Reading passage:

________

Third Precinct Blues–In Three Acts

Act I

The Police Academy was a blast. Met some great guys, had some hilarious instructors (some of whom weren’t even trying to be funny), and spent almost as much time laughing as we did getting screamed at by the staff. It was so refreshing after the Gulag in Albany.

A small group of us skipped every lunch period to work out. After four months of this, I was in great shape. I would have received 100% on the final physical (even maxed out at 17 pull-ups… not easy at about 225 pounds) but for my horrendous performance on the timed run. Painfully slow.

After the Academy you ride around with a real cop for a couple of weeks, a Field Training Officer (FTO). My FTO, Mike Pesale, was a great training officer; professional, by the book, and  a real nice guy to boot. He operated Unit 315 in Bayshore. Like many areas of Long Island, Bayshore had mansions by the water, and slums a few miles away.

________

(Mask labeling examples)
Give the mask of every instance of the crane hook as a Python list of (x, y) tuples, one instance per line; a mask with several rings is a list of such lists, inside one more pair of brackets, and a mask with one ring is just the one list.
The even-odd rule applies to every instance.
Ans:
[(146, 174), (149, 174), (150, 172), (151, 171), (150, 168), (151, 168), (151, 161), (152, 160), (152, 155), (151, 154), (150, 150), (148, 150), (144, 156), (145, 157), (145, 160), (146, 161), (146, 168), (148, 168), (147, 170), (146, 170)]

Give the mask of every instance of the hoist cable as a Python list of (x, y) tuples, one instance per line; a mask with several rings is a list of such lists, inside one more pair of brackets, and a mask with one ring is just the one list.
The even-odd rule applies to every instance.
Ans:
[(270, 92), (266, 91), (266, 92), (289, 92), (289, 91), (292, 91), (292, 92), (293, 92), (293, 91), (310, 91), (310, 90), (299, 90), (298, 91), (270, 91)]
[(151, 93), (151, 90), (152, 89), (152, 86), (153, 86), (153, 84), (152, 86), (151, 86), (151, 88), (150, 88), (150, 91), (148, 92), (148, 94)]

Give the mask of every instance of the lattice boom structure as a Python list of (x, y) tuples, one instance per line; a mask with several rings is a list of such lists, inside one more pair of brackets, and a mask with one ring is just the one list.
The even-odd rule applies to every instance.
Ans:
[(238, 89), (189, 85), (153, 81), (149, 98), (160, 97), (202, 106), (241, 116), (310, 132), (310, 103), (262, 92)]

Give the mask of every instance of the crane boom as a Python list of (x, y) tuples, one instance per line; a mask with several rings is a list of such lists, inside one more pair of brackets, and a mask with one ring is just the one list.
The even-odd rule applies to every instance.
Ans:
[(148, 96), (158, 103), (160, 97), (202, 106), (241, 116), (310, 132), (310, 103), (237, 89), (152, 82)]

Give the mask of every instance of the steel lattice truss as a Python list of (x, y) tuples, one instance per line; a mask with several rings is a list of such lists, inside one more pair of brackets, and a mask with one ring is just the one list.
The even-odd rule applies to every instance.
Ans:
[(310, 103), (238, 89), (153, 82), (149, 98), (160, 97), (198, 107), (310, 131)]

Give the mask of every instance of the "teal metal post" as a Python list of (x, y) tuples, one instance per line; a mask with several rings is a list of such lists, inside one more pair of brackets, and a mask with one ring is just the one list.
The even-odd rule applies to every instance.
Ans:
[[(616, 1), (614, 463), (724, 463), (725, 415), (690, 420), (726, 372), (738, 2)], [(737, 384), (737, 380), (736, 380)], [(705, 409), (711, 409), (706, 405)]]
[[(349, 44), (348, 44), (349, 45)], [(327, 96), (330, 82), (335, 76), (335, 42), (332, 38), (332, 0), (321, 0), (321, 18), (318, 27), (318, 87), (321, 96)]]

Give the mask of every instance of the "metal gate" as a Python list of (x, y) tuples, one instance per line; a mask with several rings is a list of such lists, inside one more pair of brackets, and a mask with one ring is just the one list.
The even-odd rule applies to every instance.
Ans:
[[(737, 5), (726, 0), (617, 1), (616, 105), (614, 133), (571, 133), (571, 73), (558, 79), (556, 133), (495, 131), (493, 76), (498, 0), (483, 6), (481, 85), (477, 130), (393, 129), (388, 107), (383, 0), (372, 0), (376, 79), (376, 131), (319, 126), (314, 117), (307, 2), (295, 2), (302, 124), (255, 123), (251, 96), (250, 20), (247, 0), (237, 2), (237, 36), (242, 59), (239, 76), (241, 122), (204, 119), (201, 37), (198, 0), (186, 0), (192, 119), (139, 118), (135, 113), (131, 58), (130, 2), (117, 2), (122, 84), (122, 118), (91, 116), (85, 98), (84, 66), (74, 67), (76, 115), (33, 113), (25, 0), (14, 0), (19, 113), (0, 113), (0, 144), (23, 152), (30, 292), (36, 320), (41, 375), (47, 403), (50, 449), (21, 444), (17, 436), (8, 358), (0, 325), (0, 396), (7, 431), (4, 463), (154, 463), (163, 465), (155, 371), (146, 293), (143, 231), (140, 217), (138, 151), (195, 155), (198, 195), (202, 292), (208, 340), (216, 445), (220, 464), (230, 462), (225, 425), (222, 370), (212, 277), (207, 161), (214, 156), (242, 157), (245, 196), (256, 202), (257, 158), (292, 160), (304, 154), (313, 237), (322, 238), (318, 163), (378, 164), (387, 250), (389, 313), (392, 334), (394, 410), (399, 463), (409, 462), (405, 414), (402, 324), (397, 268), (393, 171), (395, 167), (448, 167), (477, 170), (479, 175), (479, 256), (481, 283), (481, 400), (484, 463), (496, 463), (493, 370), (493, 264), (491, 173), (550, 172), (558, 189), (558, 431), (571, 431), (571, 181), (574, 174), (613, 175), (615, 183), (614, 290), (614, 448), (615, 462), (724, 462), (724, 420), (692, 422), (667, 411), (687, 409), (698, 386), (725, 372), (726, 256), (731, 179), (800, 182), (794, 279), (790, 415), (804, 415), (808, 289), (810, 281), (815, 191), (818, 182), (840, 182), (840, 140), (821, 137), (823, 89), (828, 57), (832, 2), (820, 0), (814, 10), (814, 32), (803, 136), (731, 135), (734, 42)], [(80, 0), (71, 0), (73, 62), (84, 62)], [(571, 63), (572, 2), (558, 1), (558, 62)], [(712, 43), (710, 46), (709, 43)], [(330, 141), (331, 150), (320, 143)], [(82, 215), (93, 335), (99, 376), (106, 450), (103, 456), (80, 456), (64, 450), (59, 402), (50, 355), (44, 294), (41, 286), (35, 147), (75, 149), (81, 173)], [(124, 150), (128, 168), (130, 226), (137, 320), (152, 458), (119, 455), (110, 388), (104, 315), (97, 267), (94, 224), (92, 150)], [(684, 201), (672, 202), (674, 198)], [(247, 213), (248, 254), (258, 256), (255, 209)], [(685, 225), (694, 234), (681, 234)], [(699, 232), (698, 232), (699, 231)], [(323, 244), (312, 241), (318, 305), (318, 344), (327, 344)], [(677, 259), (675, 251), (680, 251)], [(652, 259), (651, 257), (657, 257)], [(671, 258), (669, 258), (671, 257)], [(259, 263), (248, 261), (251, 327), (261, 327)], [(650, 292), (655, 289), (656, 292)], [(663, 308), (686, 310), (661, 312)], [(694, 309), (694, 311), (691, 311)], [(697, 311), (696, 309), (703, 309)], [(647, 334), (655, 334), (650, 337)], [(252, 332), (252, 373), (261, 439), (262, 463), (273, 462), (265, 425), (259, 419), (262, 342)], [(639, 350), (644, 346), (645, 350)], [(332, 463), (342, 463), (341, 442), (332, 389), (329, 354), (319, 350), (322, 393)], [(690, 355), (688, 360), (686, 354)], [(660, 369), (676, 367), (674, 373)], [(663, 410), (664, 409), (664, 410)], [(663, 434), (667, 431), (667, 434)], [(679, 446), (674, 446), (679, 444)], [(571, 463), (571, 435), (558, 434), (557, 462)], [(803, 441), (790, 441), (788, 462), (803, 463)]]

________

Goal 1:
Which geographic place names appear in the police memoir?
Goal 2:
Write the next part of the police memoir, starting after its final sentence.

Task output 1:
Albany, Bayshore, Long Island

Task output 2:
So one day we’re gassing up at the precinct and we hear a call on the radio from the adjoining fourth precinct regarding an armed robbery. The crooks made the mistake of heading south, toward my precinct, the third. That was a big mistake because “Supercop” himself, Kenny Hamilton, was on duty operating legendary Unit 321 and it was inevitable that he would find them.

Find them he did and now he was in full blown pursuit on the edge of the Third, but nowhere near the Precinct; which is where we were getting our gas and far from Sector 315. Too far to join in, per our Rules and Procedures. I repeatedly begged Mike to head over that way and he finally gave in. By now, Kenny was right on the bad guys’ ass.

I had heard about Kenny Hamilton, but did not know him. He would soon become one of my best friends and my unofficial partner. He and his wife came to be like a big brother and sister to my wife and me.

By the time we got into the chase, there was a second PD unit, 318–Eddie Hendershot and Vic Lewandowski–right behind Kenny.

So now three police cars are tearing it up like the Indy 500, lights blazing, sirens blaring. We could hardly hear the car radio, but I made out someone (it turned out to be Kenny) yelling “shot’s fired.”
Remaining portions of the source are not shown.